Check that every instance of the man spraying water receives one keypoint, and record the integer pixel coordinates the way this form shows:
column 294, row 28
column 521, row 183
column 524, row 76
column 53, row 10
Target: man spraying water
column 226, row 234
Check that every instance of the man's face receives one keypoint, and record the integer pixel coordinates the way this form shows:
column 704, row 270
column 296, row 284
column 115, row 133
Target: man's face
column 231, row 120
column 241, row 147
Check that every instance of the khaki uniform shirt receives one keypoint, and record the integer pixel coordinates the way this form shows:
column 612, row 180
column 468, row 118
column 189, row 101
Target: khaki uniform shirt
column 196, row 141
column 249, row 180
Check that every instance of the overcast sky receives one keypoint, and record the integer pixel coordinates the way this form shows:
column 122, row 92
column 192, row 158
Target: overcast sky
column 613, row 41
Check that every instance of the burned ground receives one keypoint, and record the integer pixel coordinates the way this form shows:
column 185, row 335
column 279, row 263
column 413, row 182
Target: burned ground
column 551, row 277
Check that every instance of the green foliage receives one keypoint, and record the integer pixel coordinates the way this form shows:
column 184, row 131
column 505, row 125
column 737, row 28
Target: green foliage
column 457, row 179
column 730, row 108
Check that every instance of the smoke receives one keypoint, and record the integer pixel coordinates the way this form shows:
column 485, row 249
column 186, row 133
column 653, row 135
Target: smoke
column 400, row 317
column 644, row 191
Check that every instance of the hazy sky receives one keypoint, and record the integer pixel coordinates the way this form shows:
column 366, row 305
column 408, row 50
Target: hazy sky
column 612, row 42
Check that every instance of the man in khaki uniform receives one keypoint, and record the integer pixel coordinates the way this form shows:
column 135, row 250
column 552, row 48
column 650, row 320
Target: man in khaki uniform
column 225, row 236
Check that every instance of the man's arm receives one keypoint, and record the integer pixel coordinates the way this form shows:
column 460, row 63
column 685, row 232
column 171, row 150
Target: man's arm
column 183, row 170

◇ ◇ ◇ ◇

#### [How to complete this task]
Using the material above, print word for word the lines from the one holding "column 460, row 63" through the last line.

#### [Answer box]
column 460, row 63
column 685, row 232
column 171, row 150
Target: man's arm
column 183, row 170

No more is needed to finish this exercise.